Not sure if you need to worry about it so much. PHP5 does a "copy on
write" (and a default pass by reference) basically. And references are
more like unix symlinks than C pointers. 

http://us3.php.net/manual/en/language.references.php
http://bytes.com/groups/php/769586-copy-write-semantic
http://blog.libssh2.org/index.php?/archives/51-Youre-being-lied-to..html

I suspect your nested functions call overhead is more expensive than
accessing your variables/arrays and you might consider in-lining it
more.
http://www.hudzilla.org/phpbook/read.php/18_1_3

But then again, this seems to contradict this theory a bit in newer PHP
versions:
http://www.webhostingtalk.com/showthread.php?t=538076
http://www.garfieldtech.com/blog/magic-benchmarks
http://shootout.alioth.debian.org/gp4/benchmark.php?test=all&lang=php&lang2=php


On Wed, 2009-02-18 at 10:53 +1100, Clancy wrote:

> I have a function to process a data file.  This process opens the file, and 
> then calls
> another function to process each entry.  This function in turn calls another 
> function to
> process each line of the entry.  A set of fairly complex arrays specifies how 
> all the
> possible types of entries and lines should be processed, and each function 
> passes sections
> of these arrays to the next function.

▶ _Tasks for this exercise_
1. Please write out the message about PHP copy-on-write word for word, starting at "On Wed, 2009-02-18" and ending at "the next function.".
2. Continue the message about PHP copy-on-write from its final sentence onward.

▶ _Rows_
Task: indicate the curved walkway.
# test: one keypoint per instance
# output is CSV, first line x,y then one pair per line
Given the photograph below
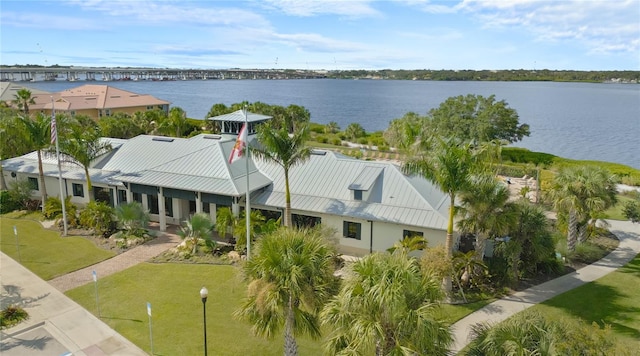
x,y
629,247
138,254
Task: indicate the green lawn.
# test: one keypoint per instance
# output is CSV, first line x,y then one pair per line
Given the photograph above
x,y
44,251
615,212
173,291
613,299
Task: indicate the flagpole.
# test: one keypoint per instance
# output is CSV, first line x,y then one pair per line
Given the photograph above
x,y
62,198
247,212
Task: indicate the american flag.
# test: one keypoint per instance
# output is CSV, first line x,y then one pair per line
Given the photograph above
x,y
54,131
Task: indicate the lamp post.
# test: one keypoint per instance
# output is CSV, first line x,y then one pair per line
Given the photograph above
x,y
203,295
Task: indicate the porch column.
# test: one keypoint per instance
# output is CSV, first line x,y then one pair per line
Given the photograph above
x,y
162,211
198,202
235,207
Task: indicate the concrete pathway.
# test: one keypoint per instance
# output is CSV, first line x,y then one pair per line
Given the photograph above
x,y
57,325
138,254
629,247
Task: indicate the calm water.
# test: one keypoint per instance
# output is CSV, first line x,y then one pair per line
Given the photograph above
x,y
573,120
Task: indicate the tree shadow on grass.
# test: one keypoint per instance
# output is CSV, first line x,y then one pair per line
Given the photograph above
x,y
603,304
123,319
632,267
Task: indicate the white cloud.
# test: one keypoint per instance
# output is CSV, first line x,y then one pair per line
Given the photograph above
x,y
349,8
596,25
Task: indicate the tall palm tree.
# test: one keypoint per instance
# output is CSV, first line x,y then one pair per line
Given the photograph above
x,y
83,146
286,150
23,99
450,164
579,194
197,228
290,277
386,306
39,131
485,211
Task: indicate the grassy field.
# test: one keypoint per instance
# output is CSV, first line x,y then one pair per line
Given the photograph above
x,y
613,300
173,291
44,251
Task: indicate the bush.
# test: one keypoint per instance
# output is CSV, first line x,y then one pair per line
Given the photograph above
x,y
12,315
6,203
521,155
631,211
53,210
98,216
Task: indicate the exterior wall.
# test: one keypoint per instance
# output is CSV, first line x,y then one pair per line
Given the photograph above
x,y
385,235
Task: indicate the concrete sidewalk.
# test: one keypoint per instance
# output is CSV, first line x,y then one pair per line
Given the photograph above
x,y
629,247
57,325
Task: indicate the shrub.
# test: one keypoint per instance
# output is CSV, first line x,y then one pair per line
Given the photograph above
x,y
6,203
53,210
631,210
20,194
98,216
11,316
521,155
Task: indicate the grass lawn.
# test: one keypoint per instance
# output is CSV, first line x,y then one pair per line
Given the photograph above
x,y
615,212
613,299
45,252
173,291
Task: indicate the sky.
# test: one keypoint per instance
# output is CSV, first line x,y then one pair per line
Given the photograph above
x,y
324,35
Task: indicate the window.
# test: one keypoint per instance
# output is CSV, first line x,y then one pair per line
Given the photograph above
x,y
78,190
168,206
351,230
152,204
122,196
409,233
34,183
305,220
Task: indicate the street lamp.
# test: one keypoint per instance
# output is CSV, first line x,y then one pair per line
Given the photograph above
x,y
203,295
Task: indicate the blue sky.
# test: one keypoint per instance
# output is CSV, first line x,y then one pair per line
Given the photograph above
x,y
345,34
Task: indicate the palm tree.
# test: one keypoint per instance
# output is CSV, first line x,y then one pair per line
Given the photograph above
x,y
83,146
485,211
579,194
386,306
529,241
451,165
290,277
286,150
331,127
528,333
23,99
197,228
354,131
39,131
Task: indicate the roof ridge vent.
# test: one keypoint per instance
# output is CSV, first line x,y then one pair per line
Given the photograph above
x,y
163,139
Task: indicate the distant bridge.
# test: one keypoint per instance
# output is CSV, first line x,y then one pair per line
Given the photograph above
x,y
31,74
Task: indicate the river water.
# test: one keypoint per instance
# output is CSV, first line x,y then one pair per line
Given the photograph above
x,y
572,120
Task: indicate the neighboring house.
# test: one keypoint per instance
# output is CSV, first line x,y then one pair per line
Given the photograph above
x,y
9,90
92,100
370,204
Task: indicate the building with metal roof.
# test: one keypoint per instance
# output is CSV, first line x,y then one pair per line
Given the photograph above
x,y
369,204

▶ _The responses_
1.
On Wed, 2009-02-18 at 10:53 +1100, Clancy wrote:

> I have a function to process a data file.  This process opens the file, and 
> then calls
> another function to process each entry.  This function in turn calls another 
> function to
> process each line of the entry.  A set of fairly complex arrays specifies how 
> all the
> possible types of entries and lines should be processed, and each function 
> passes sections
> of these arrays to the next function.

2.
> 
> Is it better to pass the parameters by value, in which case they have to be 
> copied into
> yet more memory when the function is called, or to pass by reference, which I 
> suspect may
> involve additional overhead every time they are accessed?
> 
> And is it better to combine several specifications arrays into one more 
> complex array, and
> pass a single parameter, or to pass them individually as half a dozen 
> different
> parameters?
> 
> I suspect that I am probably asking a "how long is a piece of string?" type 
> of question,
> but are there any general rules which are applicable to this type of 
> situation?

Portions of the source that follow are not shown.